#### To be done:
[1] Copy the passage on why Easter is not celebrated word for word, from start to finish.
[2] In the records, take everything from the line containing "occurrence of woman's" down to the end of the records, and write it out again with "object localization agent" changed to "object detection agent" and nothing else altered.

Allah is also the Most-Merciful, Most-Forgiving, and All-Powerful. When we make mistakes by ourselves, we say sorry to Allah and try our best to do better. If we make mistakes all together, we do not take the best-behaved person from among us and then punish him or her in our place.
Allah is Justice Himself. He is The Kindest, Most Merciful, Most Forgiving Being in the entire universe. He always was, and always will be capable of forgiving us. No one needed to die in order for Allah to forgive anyone.
If your teacher failed the best student in the class so that the rest of the students could pass, that would not be fair, even if that student had offered that. When people say that Allah sacrificed his own son so that we could be forgiven, they are accusing Allah of really unfair things, even if they seem to think it’s a good thing.
Even if they’re celebrating it with chocolate.
We simply do not believe what is celebrated on Easter. That is why we do not celebrate Easter.
So what do we believe?
Walk your child through Surah Ikhlas, there are four lines and you can use four of their fingers.
- Allah is One.
- Allah doesn’t need anything from anyone.

#### Exercise materials:

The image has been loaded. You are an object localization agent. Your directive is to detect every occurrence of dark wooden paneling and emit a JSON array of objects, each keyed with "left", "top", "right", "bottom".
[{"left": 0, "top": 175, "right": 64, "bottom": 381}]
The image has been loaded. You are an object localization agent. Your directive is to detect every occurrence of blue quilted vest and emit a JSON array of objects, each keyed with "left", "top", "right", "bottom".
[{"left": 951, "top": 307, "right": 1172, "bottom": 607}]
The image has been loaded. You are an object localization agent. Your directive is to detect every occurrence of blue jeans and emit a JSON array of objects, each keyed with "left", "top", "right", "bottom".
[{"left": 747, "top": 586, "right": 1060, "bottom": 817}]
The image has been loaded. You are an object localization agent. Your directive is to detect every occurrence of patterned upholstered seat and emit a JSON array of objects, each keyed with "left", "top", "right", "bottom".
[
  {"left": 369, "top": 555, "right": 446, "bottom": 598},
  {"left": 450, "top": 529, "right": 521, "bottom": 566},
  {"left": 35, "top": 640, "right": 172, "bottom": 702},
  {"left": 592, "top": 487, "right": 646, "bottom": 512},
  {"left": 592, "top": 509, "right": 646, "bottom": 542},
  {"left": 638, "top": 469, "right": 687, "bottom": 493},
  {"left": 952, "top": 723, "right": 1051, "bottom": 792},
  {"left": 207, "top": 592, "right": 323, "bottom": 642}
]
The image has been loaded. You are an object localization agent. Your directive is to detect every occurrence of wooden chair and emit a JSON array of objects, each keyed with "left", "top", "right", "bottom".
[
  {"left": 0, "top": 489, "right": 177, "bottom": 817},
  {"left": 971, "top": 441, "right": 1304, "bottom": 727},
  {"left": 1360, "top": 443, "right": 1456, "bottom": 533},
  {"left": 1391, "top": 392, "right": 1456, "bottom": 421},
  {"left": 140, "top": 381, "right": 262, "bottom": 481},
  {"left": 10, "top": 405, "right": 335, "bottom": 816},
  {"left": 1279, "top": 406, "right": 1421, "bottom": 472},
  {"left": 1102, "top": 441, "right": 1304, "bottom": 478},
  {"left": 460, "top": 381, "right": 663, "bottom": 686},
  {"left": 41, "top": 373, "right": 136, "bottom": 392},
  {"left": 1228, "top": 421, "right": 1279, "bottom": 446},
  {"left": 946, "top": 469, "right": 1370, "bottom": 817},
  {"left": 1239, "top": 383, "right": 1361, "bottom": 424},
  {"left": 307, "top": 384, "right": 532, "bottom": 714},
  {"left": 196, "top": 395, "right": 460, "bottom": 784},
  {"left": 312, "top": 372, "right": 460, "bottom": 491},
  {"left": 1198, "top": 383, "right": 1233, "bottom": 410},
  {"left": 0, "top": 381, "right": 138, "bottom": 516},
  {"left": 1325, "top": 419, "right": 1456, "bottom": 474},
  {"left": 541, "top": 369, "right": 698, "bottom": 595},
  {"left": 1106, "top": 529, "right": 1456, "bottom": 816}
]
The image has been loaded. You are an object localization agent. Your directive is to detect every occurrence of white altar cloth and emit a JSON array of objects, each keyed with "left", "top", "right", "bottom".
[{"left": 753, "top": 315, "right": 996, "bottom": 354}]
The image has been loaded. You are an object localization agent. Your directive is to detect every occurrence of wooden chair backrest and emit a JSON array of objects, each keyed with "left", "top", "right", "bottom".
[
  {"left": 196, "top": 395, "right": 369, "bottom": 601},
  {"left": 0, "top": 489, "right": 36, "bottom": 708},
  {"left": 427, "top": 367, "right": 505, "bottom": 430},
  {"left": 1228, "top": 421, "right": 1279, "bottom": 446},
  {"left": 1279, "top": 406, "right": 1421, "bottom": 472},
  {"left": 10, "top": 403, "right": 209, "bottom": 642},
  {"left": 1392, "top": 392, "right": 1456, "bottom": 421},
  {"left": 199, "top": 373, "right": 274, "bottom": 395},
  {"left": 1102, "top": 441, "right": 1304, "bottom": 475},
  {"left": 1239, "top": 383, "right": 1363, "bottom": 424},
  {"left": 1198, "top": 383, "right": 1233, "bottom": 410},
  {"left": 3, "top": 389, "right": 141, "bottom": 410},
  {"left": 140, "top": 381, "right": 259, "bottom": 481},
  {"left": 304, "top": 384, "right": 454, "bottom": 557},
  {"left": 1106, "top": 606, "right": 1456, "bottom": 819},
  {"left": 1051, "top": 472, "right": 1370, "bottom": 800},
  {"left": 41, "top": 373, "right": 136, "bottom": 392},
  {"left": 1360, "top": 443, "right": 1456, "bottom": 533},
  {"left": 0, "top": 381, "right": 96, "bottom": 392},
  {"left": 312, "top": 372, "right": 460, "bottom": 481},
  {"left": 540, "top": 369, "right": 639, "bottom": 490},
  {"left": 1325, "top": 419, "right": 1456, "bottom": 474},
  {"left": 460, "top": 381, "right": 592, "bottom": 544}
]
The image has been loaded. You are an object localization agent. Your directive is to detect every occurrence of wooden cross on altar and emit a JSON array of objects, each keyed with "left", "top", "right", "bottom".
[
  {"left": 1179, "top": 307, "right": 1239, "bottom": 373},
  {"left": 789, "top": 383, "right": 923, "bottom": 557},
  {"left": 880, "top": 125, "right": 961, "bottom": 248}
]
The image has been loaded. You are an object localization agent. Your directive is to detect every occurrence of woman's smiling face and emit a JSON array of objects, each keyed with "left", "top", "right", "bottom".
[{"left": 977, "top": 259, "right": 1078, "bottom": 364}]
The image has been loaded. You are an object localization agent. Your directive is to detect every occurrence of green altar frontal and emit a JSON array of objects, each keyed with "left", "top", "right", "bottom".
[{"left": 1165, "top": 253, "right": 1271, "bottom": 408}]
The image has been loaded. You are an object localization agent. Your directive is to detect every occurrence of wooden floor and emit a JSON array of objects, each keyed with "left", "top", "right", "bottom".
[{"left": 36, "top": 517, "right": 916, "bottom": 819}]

#### Exercise results:
[1]
Allah is also the Most-Merciful, Most-Forgiving, and All-Powerful. When we make mistakes by ourselves, we say sorry to Allah and try our best to do better. If we make mistakes all together, we do not take the best-behaved person from among us and then punish him or her in our place.
Allah is Justice Himself. He is The Kindest, Most Merciful, Most Forgiving Being in the entire universe. He always was, and always will be capable of forgiving us. No one needed to die in order for Allah to forgive anyone.
If your teacher failed the best student in the class so that the rest of the students could pass, that would not be fair, even if that student had offered that. When people say that Allah sacrificed his own son so that we could be forgiven, they are accusing Allah of really unfair things, even if they seem to think it’s a good thing.
Even if they’re celebrating it with chocolate.
We simply do not believe what is celebrated on Easter. That is why we do not celebrate Easter.
So what do we believe?
Walk your child through Surah Ikhlas, there are four lines and you can use four of their fingers.
- Allah is One.
- Allah doesn’t need anything from anyone.

[2]
The image has been loaded. You are an object detection agent. Your directive is to detect every occurrence of woman's smiling face and emit a JSON array of objects, each keyed with "left", "top", "right", "bottom".
[{"left": 977, "top": 259, "right": 1078, "bottom": 364}]
The image has been loaded. You are an object detection agent. Your directive is to detect every occurrence of green altar frontal and emit a JSON array of objects, each keyed with "left", "top", "right", "bottom".
[{"left": 1165, "top": 253, "right": 1271, "bottom": 408}]
The image has been loaded. You are an object detection agent. Your directive is to detect every occurrence of wooden floor and emit a JSON array of objects, each keyed with "left", "top", "right", "bottom".
[{"left": 36, "top": 517, "right": 916, "bottom": 819}]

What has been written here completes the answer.